> PERMINTAAN 1:
Perbarui seluruh entri di bawah dengan mengganti "pixel coordinates" menjadi "image coordinates" tanpa mengubah bagian lainnya. Gambar tidak perlu dicantumkan dalam hasil.

━━━━━━━━━━━━━━━━━━━━

JAKARTA - Pembunuhan keji yang diduga dilakukan oleh kelompok teroris Mujahidin Indonesia Timur (MIT) di Sigi, Sulawesi Tengah (Sulteng) baru-baru ini, menjadi perhatian aparat, pemerintah dan DPR. Sulteng, diketahui sebagai wilayah kerja operasi Tinombala, sebuah operasi gabungan TNI-Polri dalam memberantas terorisme yang dibentuk sejak 2016.

Dalam sebuah diskusi gelaran Koordinatoriat Wartawan Parlemen (KWP) di Senayan, Jakarta, Selasa (1/12/2020), efektivitas strategi dan kinerja operasi Tinombala menjadi sorotan.

"Sigi dan Tinombala ini, ini yang saya bilang perlu evaluasi. Evaluasi yang bukan hanya kita megeluhkan soal medan, tapi kenapa ini berlarut-larut? Kenapa kemudian kita menyelsaikan persoalan (menangani, red) nggak sampai 20 orang (anggota MIT, red) ini dengan ribuan personel yang sudah diterjunkan bertahun-tahun tapi tidak selesai. Apakah hanya kendala medan, apakah hanya kendala peralatan, sarana prasarana, atau apa?" kata Pengamat Militer dan Pertahanan Institute for Security and Strategic Studies (ISESS), Khairul Fahmi.

"Atau ada pembiaran," sahut salah seorang yang ada di ruangan diskusi.

Sebatas ingatan GoNews.co dan moderator diskusi Selasa siang itu, sahutan tersebut muncul dari narasumber unsur Komisi III DPR RI, Arsul Sani.

Usai gelaran diskusi, Arsul menyatakan pada GoNews.co bahwa langkah kongkret yang bisa ditempuh selanjutnya adalah, tetap melanjutkan operasi Tinombala, sembari tetap mendalami kendala yang mereka alami.

"Diteruskan, tapi kan nanti kita tanyakan kenapa belum selesai-selesai, itu saja," kata politisi PPP itu.

Senada dengan Arsul, Khairul juga berpandangan bahwa operasi Tinombala memang bisa dilanjutkan.

━━━━━━━━━━━━━━━━━━━━

> PERMINTAAN 2:
Menurut berita tentang operasi Tinombala, sejak tahun berapa operasi gabungan TNI-Polri tersebut dibentuk?

━━━━━━━━━━━━━━━━━━━━

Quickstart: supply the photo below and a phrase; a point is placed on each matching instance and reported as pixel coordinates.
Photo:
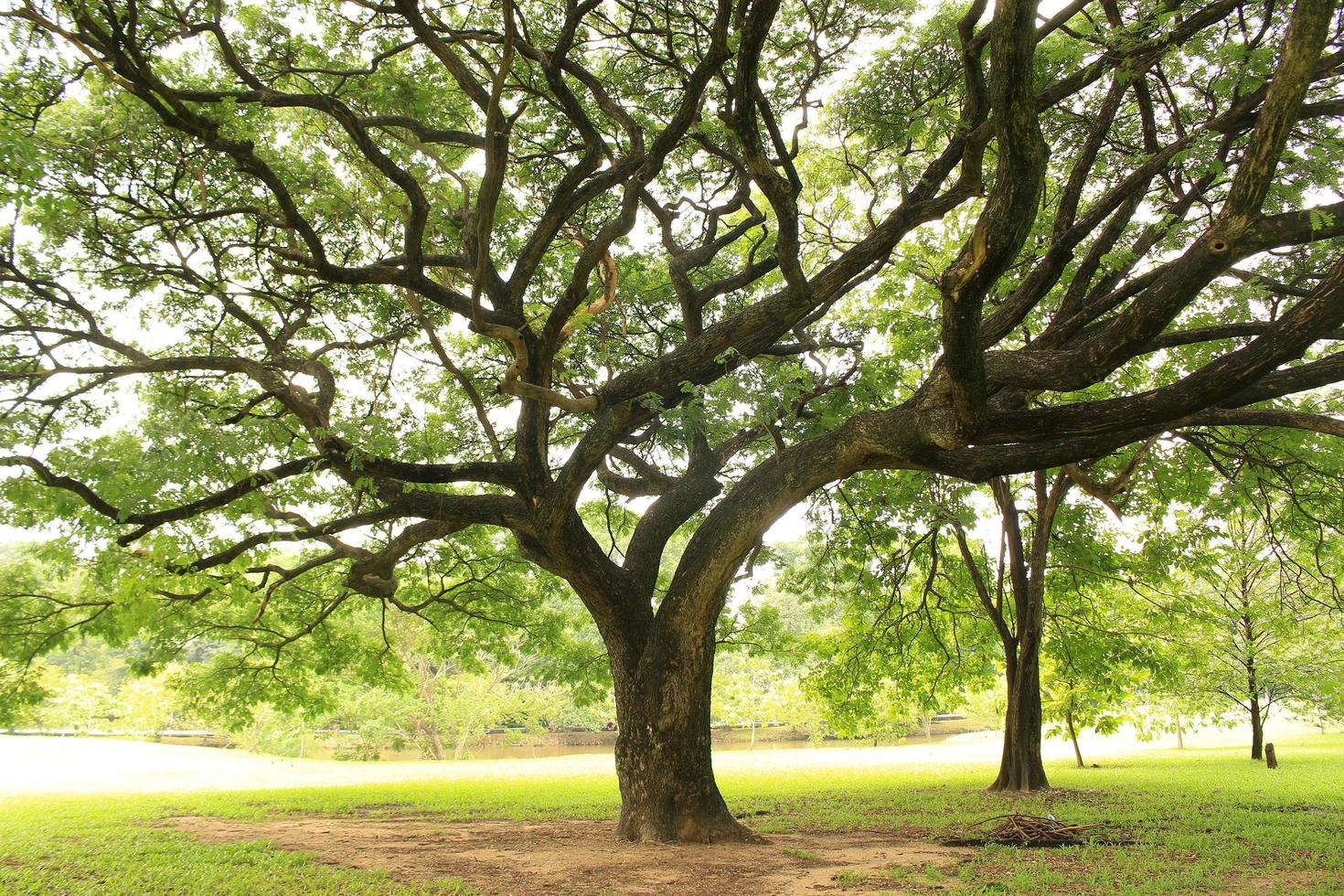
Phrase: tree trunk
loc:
(1021, 769)
(663, 753)
(1072, 736)
(1257, 730)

━━━━━━━━━━━━━━━━━━━━

> KELUARAN YANG BENAR 1:
Quickstart: supply the photo below and a phrase; a point is placed on each matching instance and reported as image coordinates.
Photo:
Phrase: tree trunk
loc:
(1021, 769)
(663, 753)
(1072, 736)
(1257, 730)

> KELUARAN YANG BENAR 2:
Sejak tahun 2016.